— Work required —
Set out exactly, line by line, the stretch of data below that begins at the line containing "anchor in the photograph above." and ends at the line containing "stripe in the photograph above.", with both ends kept.
Start of Information supplied
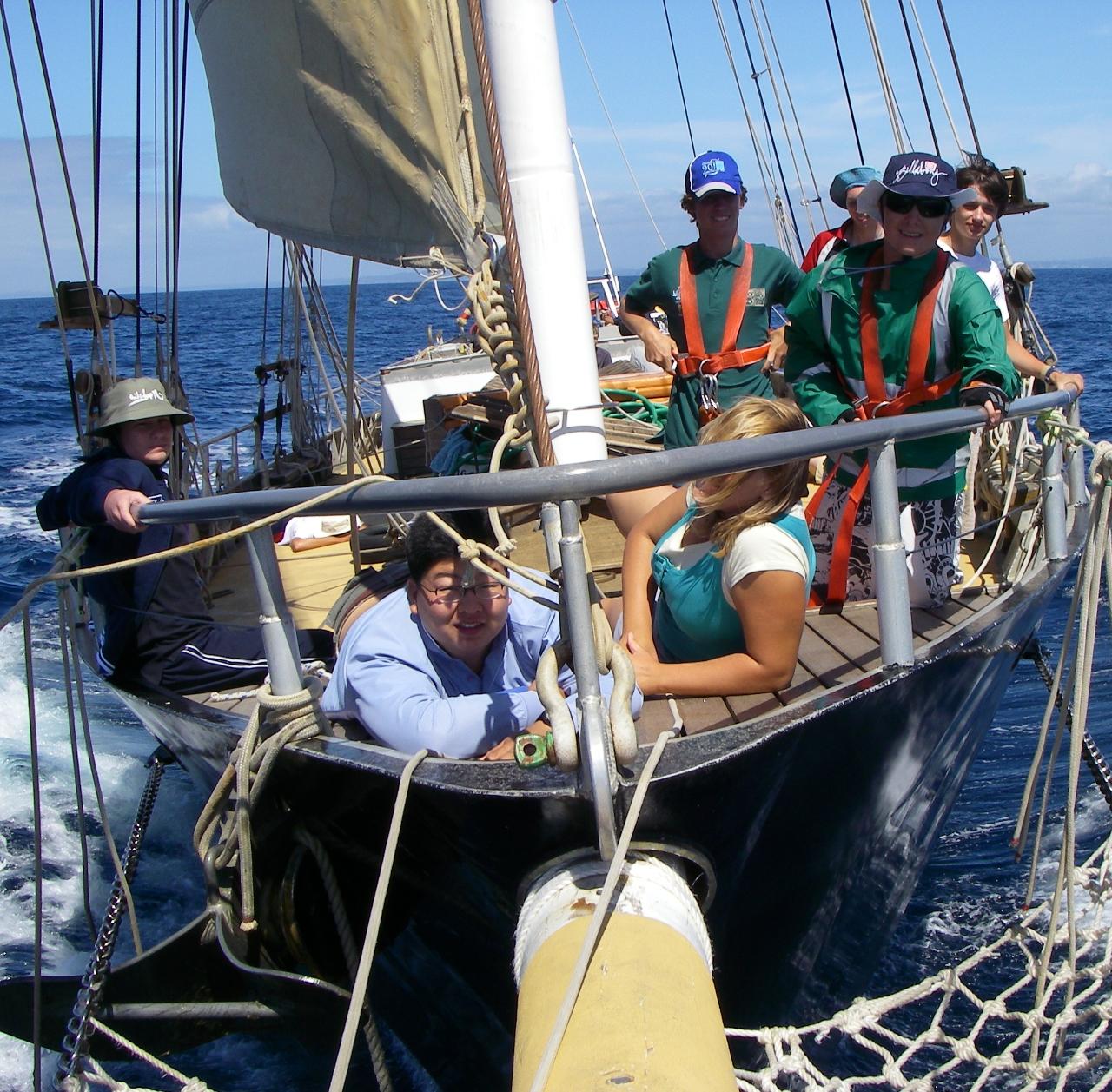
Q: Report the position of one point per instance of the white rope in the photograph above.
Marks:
(599, 918)
(370, 940)
(610, 122)
(783, 117)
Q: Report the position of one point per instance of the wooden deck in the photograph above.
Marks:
(837, 647)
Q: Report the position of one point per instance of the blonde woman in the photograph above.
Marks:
(716, 577)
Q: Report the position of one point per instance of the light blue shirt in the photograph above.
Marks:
(393, 678)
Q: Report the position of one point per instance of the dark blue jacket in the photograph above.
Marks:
(127, 595)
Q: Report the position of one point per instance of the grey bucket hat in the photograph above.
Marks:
(137, 400)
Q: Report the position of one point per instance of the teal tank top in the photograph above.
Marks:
(694, 619)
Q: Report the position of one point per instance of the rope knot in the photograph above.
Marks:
(469, 551)
(1100, 473)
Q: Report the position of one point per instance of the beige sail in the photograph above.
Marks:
(348, 123)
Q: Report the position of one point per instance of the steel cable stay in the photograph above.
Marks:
(957, 72)
(42, 218)
(614, 131)
(798, 129)
(937, 80)
(896, 118)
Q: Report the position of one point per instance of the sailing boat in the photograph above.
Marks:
(820, 764)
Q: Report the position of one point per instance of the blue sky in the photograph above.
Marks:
(1037, 79)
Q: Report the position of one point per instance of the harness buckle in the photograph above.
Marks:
(709, 407)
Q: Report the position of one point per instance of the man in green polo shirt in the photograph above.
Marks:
(731, 354)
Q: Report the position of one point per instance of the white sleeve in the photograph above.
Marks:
(759, 549)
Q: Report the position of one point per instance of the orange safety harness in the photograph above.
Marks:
(698, 361)
(877, 404)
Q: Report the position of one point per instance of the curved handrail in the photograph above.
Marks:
(580, 480)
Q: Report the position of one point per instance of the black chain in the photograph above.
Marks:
(92, 982)
(1095, 761)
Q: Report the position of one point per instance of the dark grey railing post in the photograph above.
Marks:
(279, 639)
(890, 560)
(1053, 495)
(596, 754)
(1076, 465)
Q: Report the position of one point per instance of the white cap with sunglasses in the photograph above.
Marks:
(916, 179)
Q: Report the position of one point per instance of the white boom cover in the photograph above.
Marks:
(342, 123)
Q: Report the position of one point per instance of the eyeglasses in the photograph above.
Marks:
(453, 594)
(930, 208)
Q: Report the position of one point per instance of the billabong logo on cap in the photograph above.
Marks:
(137, 397)
(920, 168)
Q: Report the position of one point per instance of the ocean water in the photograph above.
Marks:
(968, 893)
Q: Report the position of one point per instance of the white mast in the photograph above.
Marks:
(529, 96)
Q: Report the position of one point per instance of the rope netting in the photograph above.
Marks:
(977, 1024)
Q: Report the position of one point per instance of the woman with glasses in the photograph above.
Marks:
(449, 660)
(890, 327)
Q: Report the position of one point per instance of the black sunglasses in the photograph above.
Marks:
(930, 208)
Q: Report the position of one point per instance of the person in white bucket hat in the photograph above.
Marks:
(890, 327)
(157, 632)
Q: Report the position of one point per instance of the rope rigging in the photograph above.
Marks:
(767, 181)
(614, 131)
(957, 72)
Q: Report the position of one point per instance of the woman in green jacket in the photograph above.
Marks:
(889, 327)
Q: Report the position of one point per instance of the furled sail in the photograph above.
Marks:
(348, 123)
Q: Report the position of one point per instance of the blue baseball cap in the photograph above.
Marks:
(851, 179)
(914, 174)
(713, 171)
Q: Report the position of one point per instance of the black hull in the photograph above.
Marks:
(806, 831)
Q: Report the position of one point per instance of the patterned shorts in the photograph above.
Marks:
(931, 532)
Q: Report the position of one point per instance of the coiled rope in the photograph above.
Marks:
(226, 818)
(374, 923)
(599, 917)
(1033, 1002)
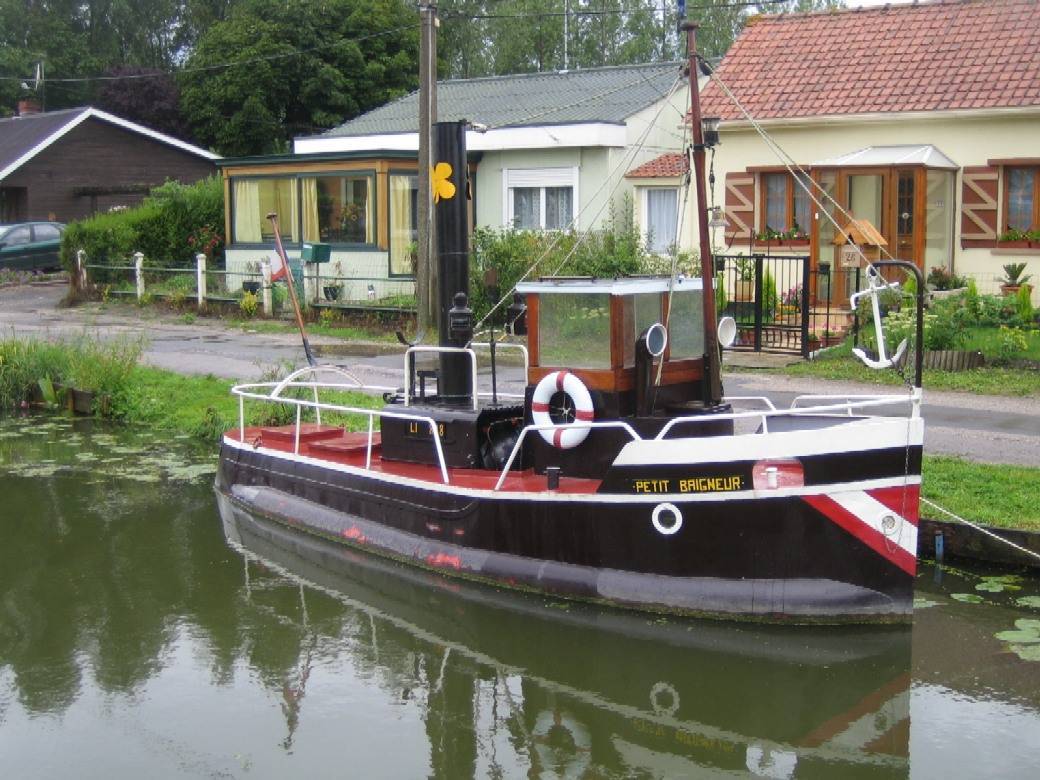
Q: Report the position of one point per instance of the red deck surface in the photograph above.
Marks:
(337, 445)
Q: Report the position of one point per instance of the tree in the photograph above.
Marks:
(296, 69)
(144, 95)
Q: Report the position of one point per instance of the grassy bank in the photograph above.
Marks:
(840, 364)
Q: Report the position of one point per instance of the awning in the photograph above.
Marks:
(926, 155)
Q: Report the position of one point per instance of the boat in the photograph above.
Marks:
(623, 476)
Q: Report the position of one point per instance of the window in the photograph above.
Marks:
(338, 209)
(540, 199)
(404, 223)
(785, 204)
(254, 199)
(661, 210)
(1022, 202)
(47, 233)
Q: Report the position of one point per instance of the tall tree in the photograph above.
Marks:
(275, 70)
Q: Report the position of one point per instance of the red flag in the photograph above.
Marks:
(278, 269)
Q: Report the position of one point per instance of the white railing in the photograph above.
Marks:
(275, 392)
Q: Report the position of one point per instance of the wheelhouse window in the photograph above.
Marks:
(661, 216)
(1022, 201)
(786, 207)
(338, 209)
(541, 199)
(404, 224)
(254, 199)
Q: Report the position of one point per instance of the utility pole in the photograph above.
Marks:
(424, 277)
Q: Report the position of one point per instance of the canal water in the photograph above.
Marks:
(146, 630)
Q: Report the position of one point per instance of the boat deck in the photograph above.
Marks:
(336, 445)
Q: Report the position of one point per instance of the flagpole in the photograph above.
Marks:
(292, 289)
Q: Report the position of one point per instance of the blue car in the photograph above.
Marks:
(30, 245)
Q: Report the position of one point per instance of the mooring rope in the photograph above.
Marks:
(980, 528)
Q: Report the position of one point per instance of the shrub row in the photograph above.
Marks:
(172, 225)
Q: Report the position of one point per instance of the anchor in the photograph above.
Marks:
(876, 285)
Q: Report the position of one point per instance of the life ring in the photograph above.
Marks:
(559, 760)
(565, 436)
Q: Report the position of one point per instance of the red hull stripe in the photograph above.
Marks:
(904, 501)
(857, 527)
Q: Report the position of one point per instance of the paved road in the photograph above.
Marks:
(986, 429)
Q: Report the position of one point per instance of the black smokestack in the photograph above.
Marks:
(451, 219)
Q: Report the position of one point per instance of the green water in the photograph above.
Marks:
(147, 631)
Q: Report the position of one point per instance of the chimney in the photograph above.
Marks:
(27, 107)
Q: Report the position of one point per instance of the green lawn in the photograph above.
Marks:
(1005, 496)
(840, 364)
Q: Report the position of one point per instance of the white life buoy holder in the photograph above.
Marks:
(572, 434)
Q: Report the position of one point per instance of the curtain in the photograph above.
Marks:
(310, 208)
(247, 200)
(400, 224)
(663, 215)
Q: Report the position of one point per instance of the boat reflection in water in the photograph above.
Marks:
(577, 690)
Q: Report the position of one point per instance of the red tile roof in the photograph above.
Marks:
(957, 54)
(672, 163)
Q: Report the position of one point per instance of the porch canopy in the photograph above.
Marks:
(917, 154)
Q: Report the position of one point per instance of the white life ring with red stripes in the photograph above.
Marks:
(569, 435)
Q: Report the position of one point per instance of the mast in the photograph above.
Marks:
(712, 373)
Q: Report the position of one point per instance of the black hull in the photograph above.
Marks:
(775, 559)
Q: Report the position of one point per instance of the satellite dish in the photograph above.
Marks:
(727, 332)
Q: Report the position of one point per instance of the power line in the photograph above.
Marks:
(222, 66)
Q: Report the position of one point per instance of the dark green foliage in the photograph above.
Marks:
(613, 252)
(164, 228)
(306, 67)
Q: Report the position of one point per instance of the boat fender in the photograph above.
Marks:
(667, 518)
(664, 699)
(563, 437)
(553, 734)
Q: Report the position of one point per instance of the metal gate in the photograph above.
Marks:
(770, 299)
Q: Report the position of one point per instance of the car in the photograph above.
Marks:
(30, 245)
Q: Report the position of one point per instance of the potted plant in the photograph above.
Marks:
(252, 285)
(1013, 238)
(1014, 279)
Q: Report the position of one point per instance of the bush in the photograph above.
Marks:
(616, 251)
(170, 227)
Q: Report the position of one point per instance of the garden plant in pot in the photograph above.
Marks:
(1014, 278)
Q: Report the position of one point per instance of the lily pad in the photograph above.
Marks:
(1020, 637)
(1027, 652)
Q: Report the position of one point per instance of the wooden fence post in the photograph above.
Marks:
(268, 310)
(80, 269)
(138, 264)
(201, 280)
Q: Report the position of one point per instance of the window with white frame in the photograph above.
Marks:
(540, 199)
(660, 217)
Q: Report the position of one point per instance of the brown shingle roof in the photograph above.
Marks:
(672, 163)
(957, 54)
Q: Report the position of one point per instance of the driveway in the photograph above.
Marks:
(980, 427)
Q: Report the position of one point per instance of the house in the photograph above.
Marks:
(549, 152)
(66, 165)
(923, 119)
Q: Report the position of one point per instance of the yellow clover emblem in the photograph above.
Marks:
(440, 181)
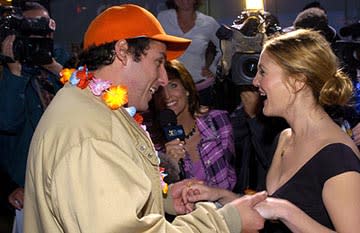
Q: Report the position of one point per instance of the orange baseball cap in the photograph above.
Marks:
(130, 21)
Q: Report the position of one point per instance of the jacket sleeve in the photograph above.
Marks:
(105, 190)
(12, 100)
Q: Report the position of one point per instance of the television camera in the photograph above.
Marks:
(241, 44)
(30, 46)
(348, 51)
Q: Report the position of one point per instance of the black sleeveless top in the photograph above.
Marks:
(304, 189)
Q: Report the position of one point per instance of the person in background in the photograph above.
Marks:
(314, 178)
(26, 89)
(255, 137)
(92, 167)
(208, 148)
(183, 19)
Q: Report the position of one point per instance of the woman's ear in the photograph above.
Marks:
(121, 48)
(299, 83)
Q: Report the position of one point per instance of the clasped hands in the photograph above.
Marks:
(253, 209)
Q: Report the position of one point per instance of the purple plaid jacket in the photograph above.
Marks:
(216, 149)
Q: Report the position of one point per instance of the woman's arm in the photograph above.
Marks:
(201, 192)
(341, 195)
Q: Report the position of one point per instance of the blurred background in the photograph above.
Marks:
(73, 16)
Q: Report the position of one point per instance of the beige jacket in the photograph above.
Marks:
(91, 169)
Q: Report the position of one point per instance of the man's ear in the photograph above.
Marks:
(121, 48)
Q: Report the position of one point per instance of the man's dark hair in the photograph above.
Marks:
(97, 56)
(316, 19)
(27, 6)
(314, 4)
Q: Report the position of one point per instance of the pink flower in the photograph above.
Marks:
(97, 86)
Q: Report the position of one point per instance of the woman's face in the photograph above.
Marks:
(185, 4)
(175, 96)
(270, 79)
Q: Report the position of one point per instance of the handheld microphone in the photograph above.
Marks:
(171, 130)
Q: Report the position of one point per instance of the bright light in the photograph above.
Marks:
(254, 5)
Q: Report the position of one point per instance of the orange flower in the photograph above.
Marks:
(138, 118)
(115, 97)
(84, 77)
(65, 75)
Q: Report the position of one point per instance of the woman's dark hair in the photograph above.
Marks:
(170, 4)
(96, 56)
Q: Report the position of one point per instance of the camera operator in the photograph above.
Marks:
(27, 84)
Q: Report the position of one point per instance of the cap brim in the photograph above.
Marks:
(175, 46)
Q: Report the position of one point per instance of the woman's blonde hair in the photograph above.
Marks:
(306, 52)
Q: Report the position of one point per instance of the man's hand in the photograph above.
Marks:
(176, 190)
(7, 50)
(16, 198)
(251, 220)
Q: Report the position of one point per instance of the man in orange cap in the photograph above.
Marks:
(91, 166)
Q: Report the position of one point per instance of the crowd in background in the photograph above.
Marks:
(230, 139)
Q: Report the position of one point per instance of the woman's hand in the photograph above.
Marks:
(272, 208)
(175, 149)
(16, 198)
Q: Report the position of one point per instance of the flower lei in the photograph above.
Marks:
(113, 96)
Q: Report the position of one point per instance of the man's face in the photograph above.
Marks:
(145, 77)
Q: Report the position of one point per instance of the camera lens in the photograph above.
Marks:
(244, 68)
(250, 67)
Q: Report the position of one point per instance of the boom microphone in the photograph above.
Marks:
(171, 130)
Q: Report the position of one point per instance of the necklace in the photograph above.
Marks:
(191, 133)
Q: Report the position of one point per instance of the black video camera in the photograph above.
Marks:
(348, 51)
(30, 46)
(242, 42)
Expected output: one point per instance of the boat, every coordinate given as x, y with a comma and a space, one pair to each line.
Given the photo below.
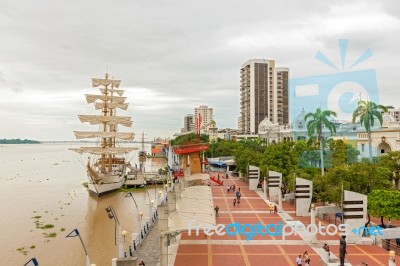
159, 148
107, 166
142, 153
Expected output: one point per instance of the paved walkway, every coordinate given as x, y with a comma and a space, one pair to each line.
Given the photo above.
149, 251
201, 250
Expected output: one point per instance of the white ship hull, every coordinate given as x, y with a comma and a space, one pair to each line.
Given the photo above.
115, 183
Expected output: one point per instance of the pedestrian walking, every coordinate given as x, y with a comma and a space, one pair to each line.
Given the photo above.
216, 210
271, 208
306, 258
298, 261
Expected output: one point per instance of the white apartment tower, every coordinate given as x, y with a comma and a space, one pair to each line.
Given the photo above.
204, 115
188, 123
263, 93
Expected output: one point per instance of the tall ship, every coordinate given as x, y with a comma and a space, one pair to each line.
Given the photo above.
107, 166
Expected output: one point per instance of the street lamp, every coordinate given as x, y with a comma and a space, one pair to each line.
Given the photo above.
112, 215
137, 211
75, 233
34, 261
392, 258
160, 193
150, 203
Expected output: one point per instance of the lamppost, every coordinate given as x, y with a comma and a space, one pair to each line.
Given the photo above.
137, 211
75, 233
160, 192
392, 258
121, 237
33, 260
150, 205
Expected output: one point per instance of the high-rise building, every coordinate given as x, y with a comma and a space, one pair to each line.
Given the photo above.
203, 117
188, 124
263, 93
282, 94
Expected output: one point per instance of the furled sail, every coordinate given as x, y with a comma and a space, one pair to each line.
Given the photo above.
119, 92
95, 134
93, 97
100, 105
106, 151
110, 120
105, 82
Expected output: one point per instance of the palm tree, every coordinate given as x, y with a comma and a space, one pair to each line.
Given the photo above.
320, 119
367, 112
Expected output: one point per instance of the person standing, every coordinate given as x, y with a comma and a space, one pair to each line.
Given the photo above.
216, 210
298, 261
306, 258
342, 250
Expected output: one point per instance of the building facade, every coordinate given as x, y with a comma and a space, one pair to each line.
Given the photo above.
203, 116
263, 93
188, 123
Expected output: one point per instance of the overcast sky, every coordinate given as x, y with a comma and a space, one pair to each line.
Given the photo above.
173, 56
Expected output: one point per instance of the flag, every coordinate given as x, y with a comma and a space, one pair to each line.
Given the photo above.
199, 121
74, 233
33, 262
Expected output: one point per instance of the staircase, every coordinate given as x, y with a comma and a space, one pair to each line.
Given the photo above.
219, 182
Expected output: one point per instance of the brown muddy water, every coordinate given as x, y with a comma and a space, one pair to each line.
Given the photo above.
42, 184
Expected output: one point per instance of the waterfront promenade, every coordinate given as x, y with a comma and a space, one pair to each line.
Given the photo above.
204, 250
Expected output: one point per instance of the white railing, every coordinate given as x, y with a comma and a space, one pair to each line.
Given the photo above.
148, 224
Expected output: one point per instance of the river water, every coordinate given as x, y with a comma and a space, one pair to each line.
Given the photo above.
45, 181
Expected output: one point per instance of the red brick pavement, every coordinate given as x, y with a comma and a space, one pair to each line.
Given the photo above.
219, 250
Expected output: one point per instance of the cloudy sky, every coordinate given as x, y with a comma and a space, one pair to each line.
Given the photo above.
174, 55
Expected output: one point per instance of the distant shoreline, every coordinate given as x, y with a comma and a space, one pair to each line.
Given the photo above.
19, 141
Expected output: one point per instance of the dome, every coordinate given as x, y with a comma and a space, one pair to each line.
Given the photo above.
265, 125
388, 118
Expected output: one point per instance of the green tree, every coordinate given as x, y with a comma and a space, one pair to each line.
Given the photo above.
368, 112
384, 203
317, 121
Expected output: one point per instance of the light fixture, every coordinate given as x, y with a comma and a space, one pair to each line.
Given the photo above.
392, 254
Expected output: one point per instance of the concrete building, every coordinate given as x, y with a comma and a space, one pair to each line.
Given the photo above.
263, 93
395, 113
188, 123
204, 115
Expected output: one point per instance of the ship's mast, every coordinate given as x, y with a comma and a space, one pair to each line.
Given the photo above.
104, 144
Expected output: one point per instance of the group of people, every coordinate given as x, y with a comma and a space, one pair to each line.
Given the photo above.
231, 187
273, 208
306, 258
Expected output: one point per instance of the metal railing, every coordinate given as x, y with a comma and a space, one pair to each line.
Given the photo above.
331, 218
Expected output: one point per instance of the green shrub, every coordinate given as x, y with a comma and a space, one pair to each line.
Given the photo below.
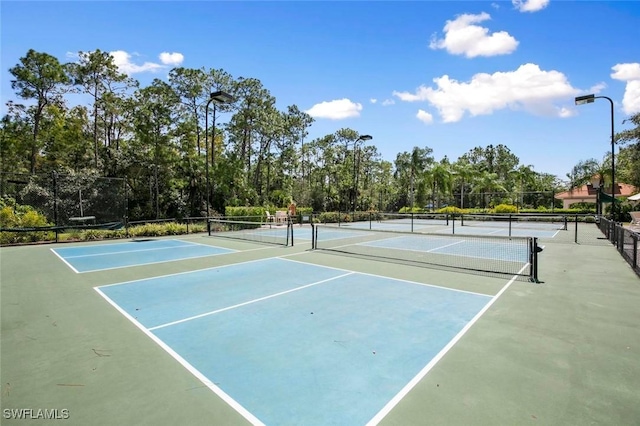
505, 208
333, 217
452, 210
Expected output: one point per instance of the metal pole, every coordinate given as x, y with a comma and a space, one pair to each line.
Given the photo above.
613, 166
213, 145
206, 152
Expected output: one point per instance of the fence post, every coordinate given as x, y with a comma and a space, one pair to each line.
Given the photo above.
54, 176
635, 239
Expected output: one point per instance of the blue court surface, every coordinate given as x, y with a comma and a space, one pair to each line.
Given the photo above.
120, 255
458, 246
290, 343
500, 232
402, 225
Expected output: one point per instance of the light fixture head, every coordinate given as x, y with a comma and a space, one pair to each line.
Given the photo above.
587, 99
221, 97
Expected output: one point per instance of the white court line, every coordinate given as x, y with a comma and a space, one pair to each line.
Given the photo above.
188, 272
208, 383
247, 302
141, 250
432, 250
67, 263
158, 262
385, 277
396, 399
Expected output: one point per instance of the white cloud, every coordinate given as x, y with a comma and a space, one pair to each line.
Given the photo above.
424, 116
462, 37
629, 73
564, 112
626, 72
530, 5
335, 110
172, 58
123, 61
597, 88
528, 88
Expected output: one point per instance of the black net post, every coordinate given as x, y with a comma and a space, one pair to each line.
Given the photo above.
54, 178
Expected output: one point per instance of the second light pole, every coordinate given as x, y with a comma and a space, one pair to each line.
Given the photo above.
End of Information supplied
— Task result —
Q: Report the position of one point per instance of the anchor in the photograph above.
Marks:
(876, 285)
Q: Report the position of one point per instance of the life ring in the photograph above.
Marks:
(559, 760)
(565, 436)
Q: Report the position of one point per instance of the red hull stripe in the photograph above.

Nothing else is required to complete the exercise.